> Task set:
1 > Please print the section of the W track modeling notebook below, starting with "outbound_rewarded_sequences = []" and going on through "outbound_rewarded_sequences.append(seq)".
2 > According to the W track modeling notebook below, which well is the home well?
3 > List every inbound rewarded sequence shown in the printed output of the W track modeling notebook below.

> Document text:
------------------------------------------------

# W track modeling

- observation space is non-repeating two-well combinations of the 3 wells = 6 states 
- action space is the 3 wells 
- reward table would be the observation space x action space with values reinforcing alternation rule

In [431]:
import itertools
import random
import numpy as np

In [387]:
all_wells = ('A', 'B', 'C')
outer_wells = ('A', 'C')
home_well = ('B')

In [388]:
# all possible two-well non-repeating combinations
observation_space = list(itertools.permutations(all_wells, r=2))

# the possible actions at any state
action_space = all_wells

print('observation space {}\n'.format(observation_space))
print('action space {}'.format(action_space))

observation space [('A', 'B'), ('A', 'C'), ('B', 'A'), ('B', 'C'), ('C', 'A'), ('C', 'B')]

action space ('A', 'B', 'C')


In [389]:
# get rewarded sequences to populate reward table
sequences = list(itertools.product(all_wells, repeat=3))

outbound_rewarded_sequences = []
inbound_rewarded_sequences = []
for seq in sequences:
    if seq[0] in outer_wells and seq[2] in outer_wells and seq[0] != seq[2] and seq[1] in home_well:
        outbound_rewarded_sequences.append(seq)
    if seq[1] in outer_wells and seq[0] != seq[1] and seq[2] in home_well:
        inbound_rewarded_sequences.append(seq)

print('outbound rewarded sequences {}\n'.format(outbound_rewarded_sequences))
print('inbound rewarded sequences {}\n'.format(inbound_rewarded_sequences))

outbound rewarded sequences [('A', 'B', 'C'), ('C', 'B', 'A')]

inbound rewarded sequences [('A', 'C', 'B'), ('B', 'A', 'B'), ('B', 'C', 'B'), ('C', 'A', 'B')]



In [390]:
def make_reward_table():
    reward_table = {}
    for obsv in observation_space:
        current_well = obsv[-1]
        reward_table[obsv] = {}
        for act in action_space:
            reward_table[obsv][act] = {}
            if act == current_well:
                # if the action is the same as the most recent well, 
                # loop back obvs state and draw penalty
                reward_table[obsv][act]['next_state'] = obsv
            else:
                reward_table[obsv][act]['next_state'] = tuple([current_well, act])

------------------------------------------------

> Given entries:
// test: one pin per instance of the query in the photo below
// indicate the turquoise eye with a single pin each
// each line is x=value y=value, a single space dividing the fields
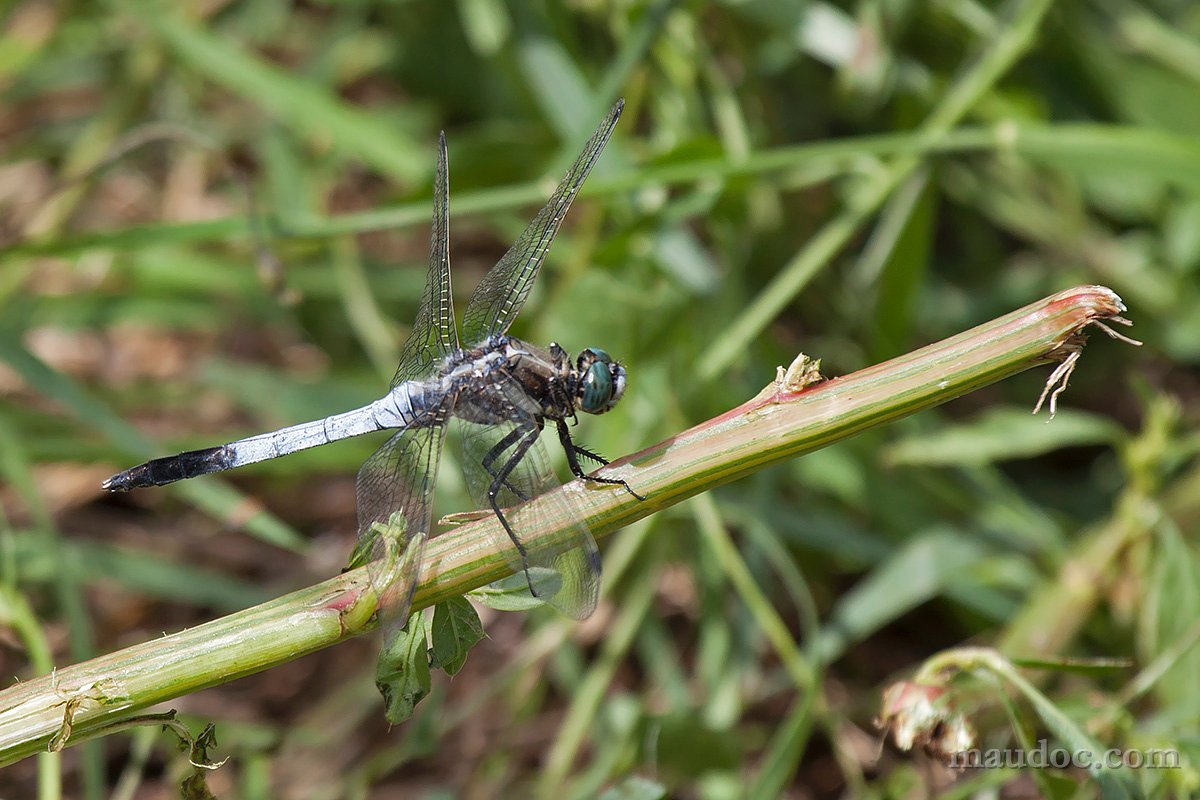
x=598 y=386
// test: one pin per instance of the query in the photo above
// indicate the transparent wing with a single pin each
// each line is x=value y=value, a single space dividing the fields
x=562 y=569
x=433 y=334
x=503 y=290
x=395 y=499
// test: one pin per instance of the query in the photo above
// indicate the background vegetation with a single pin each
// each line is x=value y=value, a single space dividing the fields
x=214 y=220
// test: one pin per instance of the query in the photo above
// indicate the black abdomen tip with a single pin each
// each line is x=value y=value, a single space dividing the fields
x=160 y=471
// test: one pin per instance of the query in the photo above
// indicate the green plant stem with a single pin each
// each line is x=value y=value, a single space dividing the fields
x=784 y=421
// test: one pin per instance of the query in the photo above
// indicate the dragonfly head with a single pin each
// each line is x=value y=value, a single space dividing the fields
x=601 y=380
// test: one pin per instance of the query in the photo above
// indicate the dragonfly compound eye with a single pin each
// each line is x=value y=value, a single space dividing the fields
x=603 y=383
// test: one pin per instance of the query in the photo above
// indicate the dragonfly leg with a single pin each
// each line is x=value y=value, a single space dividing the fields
x=499 y=479
x=573 y=458
x=495 y=452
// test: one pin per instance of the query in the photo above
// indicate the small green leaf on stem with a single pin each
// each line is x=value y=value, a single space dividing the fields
x=402 y=673
x=456 y=629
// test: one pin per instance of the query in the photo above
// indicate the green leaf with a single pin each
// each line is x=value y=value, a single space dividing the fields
x=511 y=594
x=402 y=673
x=456 y=629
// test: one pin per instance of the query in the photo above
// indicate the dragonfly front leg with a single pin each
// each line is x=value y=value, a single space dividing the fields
x=573 y=458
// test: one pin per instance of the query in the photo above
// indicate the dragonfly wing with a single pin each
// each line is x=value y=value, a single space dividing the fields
x=395 y=503
x=433 y=335
x=562 y=569
x=503 y=290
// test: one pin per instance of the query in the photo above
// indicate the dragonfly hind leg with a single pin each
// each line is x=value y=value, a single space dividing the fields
x=573 y=457
x=525 y=438
x=495 y=452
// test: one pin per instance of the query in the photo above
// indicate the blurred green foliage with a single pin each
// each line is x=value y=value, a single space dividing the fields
x=214 y=223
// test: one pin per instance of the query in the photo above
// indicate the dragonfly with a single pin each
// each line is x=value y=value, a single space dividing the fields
x=501 y=390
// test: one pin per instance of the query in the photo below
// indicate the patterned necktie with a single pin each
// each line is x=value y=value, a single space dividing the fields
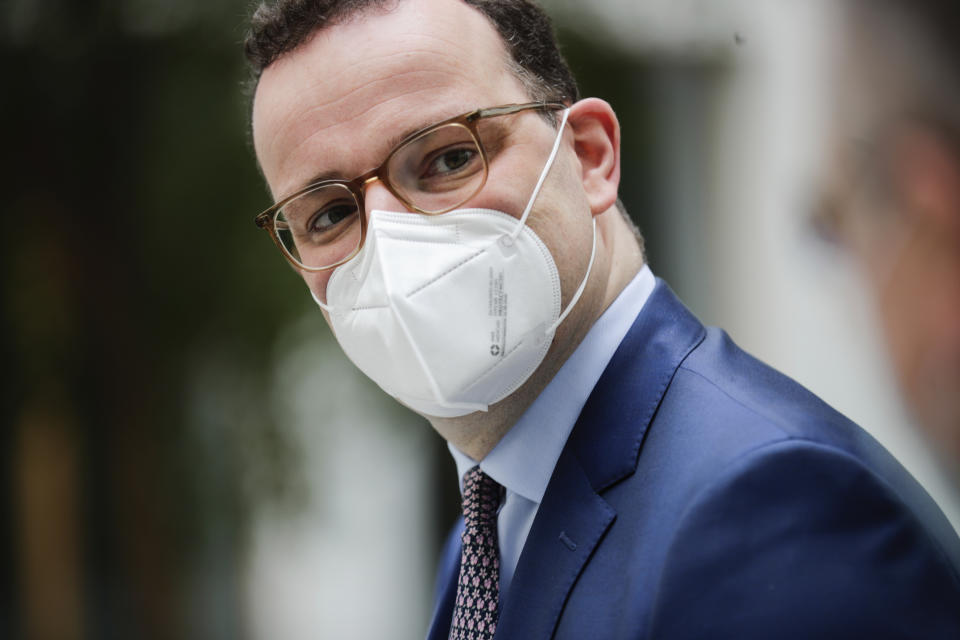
x=478 y=589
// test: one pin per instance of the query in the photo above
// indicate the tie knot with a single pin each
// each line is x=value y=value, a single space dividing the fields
x=481 y=497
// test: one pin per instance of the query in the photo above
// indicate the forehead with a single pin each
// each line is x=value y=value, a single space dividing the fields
x=337 y=102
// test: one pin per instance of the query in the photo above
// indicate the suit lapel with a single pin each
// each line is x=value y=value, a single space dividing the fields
x=570 y=523
x=446 y=593
x=603 y=448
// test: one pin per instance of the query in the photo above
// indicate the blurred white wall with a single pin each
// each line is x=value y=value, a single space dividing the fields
x=740 y=160
x=354 y=559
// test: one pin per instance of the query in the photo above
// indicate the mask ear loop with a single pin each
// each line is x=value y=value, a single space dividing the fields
x=543 y=176
x=583 y=285
x=325 y=307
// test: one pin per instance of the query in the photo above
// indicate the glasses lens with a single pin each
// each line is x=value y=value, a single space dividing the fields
x=320 y=228
x=439 y=170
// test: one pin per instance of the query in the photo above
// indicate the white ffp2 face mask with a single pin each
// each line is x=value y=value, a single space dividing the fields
x=449 y=313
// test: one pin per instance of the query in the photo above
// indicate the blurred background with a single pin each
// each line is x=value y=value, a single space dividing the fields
x=186 y=452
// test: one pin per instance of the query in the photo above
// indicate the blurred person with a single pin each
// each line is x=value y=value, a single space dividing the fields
x=451 y=204
x=896 y=195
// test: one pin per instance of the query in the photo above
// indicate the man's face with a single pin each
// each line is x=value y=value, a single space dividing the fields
x=338 y=104
x=899 y=190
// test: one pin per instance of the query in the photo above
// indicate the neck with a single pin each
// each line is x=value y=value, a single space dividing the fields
x=618 y=260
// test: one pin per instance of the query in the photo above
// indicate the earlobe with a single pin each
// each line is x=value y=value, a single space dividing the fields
x=596 y=133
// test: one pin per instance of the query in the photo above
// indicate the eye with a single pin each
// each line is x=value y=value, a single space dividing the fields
x=331 y=215
x=450 y=161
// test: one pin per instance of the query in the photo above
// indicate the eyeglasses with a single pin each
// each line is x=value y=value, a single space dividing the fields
x=431 y=171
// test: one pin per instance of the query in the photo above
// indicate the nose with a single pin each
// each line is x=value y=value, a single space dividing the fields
x=377 y=196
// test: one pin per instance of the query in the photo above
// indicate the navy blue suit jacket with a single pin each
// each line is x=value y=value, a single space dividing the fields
x=704 y=495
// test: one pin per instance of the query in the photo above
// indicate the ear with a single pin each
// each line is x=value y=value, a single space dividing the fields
x=596 y=135
x=926 y=172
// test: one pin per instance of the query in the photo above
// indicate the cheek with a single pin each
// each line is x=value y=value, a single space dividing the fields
x=317 y=283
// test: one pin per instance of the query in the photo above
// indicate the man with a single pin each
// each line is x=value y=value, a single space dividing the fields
x=896 y=200
x=626 y=473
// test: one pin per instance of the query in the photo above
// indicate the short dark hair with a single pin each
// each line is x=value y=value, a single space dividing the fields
x=281 y=26
x=916 y=54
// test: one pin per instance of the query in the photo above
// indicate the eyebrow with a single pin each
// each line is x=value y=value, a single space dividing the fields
x=390 y=145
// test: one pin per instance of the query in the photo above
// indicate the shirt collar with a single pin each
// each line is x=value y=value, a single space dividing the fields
x=524 y=459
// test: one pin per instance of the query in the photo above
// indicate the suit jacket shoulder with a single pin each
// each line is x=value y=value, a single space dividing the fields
x=702 y=494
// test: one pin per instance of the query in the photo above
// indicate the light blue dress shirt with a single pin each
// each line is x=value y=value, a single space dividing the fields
x=524 y=459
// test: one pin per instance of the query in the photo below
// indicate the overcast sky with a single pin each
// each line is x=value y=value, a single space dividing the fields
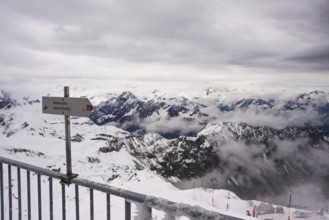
x=148 y=42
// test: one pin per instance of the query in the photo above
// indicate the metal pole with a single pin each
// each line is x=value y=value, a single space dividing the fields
x=127 y=210
x=51 y=208
x=1 y=193
x=19 y=190
x=10 y=194
x=28 y=178
x=39 y=197
x=77 y=206
x=68 y=138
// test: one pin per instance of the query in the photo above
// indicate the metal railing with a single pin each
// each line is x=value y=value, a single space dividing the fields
x=144 y=204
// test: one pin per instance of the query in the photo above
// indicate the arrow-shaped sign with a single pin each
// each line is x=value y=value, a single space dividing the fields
x=66 y=106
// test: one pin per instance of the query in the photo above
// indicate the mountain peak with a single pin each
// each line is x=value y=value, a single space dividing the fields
x=125 y=96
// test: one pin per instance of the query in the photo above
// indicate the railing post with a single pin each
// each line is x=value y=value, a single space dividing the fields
x=1 y=193
x=28 y=195
x=10 y=194
x=51 y=209
x=77 y=205
x=127 y=210
x=91 y=204
x=19 y=193
x=63 y=202
x=39 y=197
x=108 y=206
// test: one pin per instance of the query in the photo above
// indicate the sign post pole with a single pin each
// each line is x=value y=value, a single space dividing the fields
x=68 y=137
x=67 y=106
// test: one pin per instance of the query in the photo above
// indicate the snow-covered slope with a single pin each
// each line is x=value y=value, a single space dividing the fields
x=249 y=160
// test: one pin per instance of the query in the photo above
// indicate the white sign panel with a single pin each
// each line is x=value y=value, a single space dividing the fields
x=66 y=106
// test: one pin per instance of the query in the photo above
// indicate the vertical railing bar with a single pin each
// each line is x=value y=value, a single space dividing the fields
x=28 y=194
x=51 y=209
x=63 y=202
x=91 y=204
x=39 y=198
x=127 y=210
x=10 y=193
x=77 y=208
x=1 y=193
x=19 y=193
x=108 y=206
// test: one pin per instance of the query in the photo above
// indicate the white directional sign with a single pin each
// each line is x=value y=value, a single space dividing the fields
x=66 y=106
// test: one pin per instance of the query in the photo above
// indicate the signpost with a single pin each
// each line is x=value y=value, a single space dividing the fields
x=68 y=107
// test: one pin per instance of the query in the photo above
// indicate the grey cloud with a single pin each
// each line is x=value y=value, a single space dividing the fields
x=280 y=36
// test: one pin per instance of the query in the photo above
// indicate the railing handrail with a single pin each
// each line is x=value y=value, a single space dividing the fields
x=179 y=209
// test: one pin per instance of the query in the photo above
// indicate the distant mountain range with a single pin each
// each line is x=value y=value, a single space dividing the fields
x=172 y=117
x=193 y=140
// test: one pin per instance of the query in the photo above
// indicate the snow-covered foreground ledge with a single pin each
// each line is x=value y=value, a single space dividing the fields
x=12 y=186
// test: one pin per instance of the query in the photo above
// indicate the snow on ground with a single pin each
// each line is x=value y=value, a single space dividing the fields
x=41 y=143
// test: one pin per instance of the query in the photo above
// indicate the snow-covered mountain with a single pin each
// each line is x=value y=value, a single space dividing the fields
x=186 y=142
x=172 y=117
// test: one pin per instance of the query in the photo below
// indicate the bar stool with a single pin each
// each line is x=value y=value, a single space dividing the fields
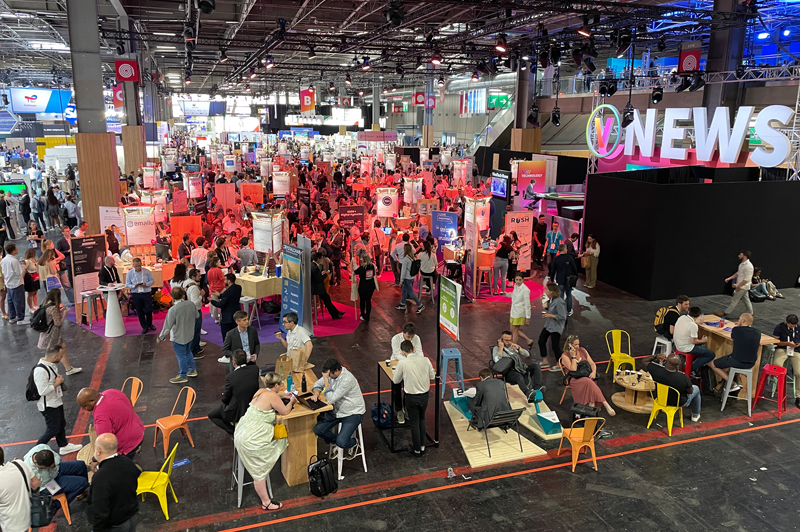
x=455 y=356
x=779 y=372
x=252 y=313
x=662 y=342
x=731 y=373
x=91 y=298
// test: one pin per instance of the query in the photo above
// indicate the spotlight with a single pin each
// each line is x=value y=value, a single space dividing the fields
x=658 y=94
x=501 y=45
x=627 y=115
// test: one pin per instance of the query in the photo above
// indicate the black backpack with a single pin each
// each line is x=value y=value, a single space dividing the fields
x=321 y=477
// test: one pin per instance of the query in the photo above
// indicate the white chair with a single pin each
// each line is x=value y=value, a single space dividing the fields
x=660 y=343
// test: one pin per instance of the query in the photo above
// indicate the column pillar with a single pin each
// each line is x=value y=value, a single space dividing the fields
x=96 y=148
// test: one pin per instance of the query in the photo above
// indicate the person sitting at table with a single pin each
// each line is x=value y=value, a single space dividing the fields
x=490 y=398
x=584 y=388
x=686 y=340
x=788 y=334
x=240 y=386
x=244 y=337
x=341 y=390
x=669 y=375
x=254 y=437
x=746 y=343
x=527 y=376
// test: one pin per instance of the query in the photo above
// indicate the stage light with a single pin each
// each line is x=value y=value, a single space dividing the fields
x=658 y=95
x=501 y=45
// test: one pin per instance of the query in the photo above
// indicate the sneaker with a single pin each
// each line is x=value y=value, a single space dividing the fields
x=70 y=448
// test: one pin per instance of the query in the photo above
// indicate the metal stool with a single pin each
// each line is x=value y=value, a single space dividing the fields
x=731 y=374
x=252 y=313
x=91 y=298
x=455 y=356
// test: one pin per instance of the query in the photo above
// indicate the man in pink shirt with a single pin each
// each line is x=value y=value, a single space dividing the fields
x=113 y=412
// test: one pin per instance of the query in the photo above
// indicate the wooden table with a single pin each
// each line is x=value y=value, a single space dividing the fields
x=302 y=441
x=636 y=397
x=719 y=341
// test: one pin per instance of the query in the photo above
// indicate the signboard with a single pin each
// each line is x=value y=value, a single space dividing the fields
x=449 y=306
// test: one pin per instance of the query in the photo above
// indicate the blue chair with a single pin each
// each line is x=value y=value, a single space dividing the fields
x=455 y=356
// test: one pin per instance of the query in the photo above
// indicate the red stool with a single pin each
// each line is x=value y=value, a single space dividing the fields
x=780 y=373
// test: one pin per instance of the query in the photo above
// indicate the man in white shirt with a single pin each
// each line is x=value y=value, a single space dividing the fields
x=12 y=273
x=415 y=371
x=15 y=499
x=50 y=404
x=741 y=285
x=686 y=340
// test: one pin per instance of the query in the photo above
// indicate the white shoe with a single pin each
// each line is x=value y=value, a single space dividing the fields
x=70 y=448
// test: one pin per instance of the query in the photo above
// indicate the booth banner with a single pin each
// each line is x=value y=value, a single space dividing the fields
x=180 y=203
x=522 y=224
x=413 y=189
x=530 y=181
x=387 y=202
x=444 y=230
x=140 y=229
x=450 y=304
x=351 y=216
x=292 y=282
x=280 y=183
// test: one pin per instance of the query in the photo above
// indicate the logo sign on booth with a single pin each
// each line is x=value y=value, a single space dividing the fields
x=127 y=70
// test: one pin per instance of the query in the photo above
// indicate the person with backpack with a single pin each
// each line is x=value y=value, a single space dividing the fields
x=47 y=321
x=46 y=387
x=409 y=268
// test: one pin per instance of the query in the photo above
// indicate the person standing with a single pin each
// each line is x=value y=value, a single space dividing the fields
x=180 y=326
x=113 y=504
x=741 y=285
x=415 y=371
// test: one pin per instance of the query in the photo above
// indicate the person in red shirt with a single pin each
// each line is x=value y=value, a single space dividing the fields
x=113 y=412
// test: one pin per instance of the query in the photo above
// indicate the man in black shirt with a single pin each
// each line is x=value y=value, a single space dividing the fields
x=113 y=504
x=746 y=342
x=668 y=374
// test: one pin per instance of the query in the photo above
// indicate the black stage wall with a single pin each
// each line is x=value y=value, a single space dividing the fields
x=658 y=241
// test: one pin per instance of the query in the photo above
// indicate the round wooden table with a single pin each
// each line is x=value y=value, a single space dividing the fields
x=636 y=397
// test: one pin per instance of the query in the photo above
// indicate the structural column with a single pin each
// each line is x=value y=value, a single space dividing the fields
x=96 y=148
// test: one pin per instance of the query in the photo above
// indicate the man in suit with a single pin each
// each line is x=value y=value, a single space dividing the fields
x=241 y=385
x=318 y=286
x=242 y=337
x=228 y=304
x=490 y=398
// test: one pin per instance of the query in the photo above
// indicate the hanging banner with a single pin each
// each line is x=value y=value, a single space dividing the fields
x=444 y=230
x=450 y=303
x=387 y=202
x=522 y=224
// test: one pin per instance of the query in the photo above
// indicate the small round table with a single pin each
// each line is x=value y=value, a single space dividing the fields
x=636 y=397
x=114 y=325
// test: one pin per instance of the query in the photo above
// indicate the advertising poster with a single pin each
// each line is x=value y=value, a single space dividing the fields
x=530 y=181
x=450 y=303
x=291 y=282
x=522 y=224
x=444 y=230
x=387 y=202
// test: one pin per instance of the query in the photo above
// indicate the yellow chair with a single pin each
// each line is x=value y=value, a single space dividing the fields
x=614 y=341
x=582 y=436
x=660 y=402
x=136 y=389
x=158 y=481
x=176 y=421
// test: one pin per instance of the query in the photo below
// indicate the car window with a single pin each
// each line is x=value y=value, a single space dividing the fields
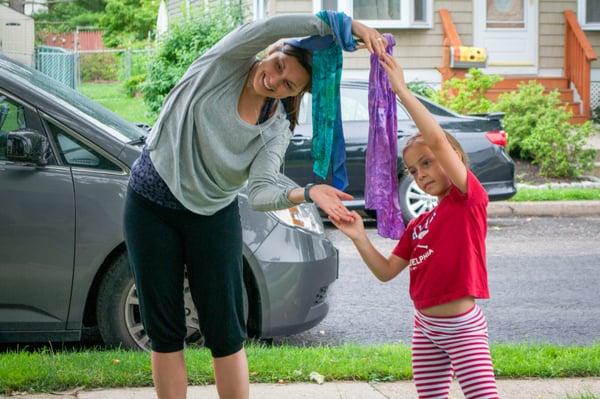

------------------------------------------------

> The solutions:
1 >
outbound_rewarded_sequences = []
inbound_rewarded_sequences = []
for seq in sequences:
    if seq[0] in outer_wells and seq[2] in outer_wells and seq[0] != seq[2] and seq[1] in home_well:
        outbound_rewarded_sequences.append(seq)

2 > Well B is the home well.

3 > ('A', 'C', 'B'), ('B', 'A', 'B'), ('B', 'C', 'B'), ('C', 'A', 'B')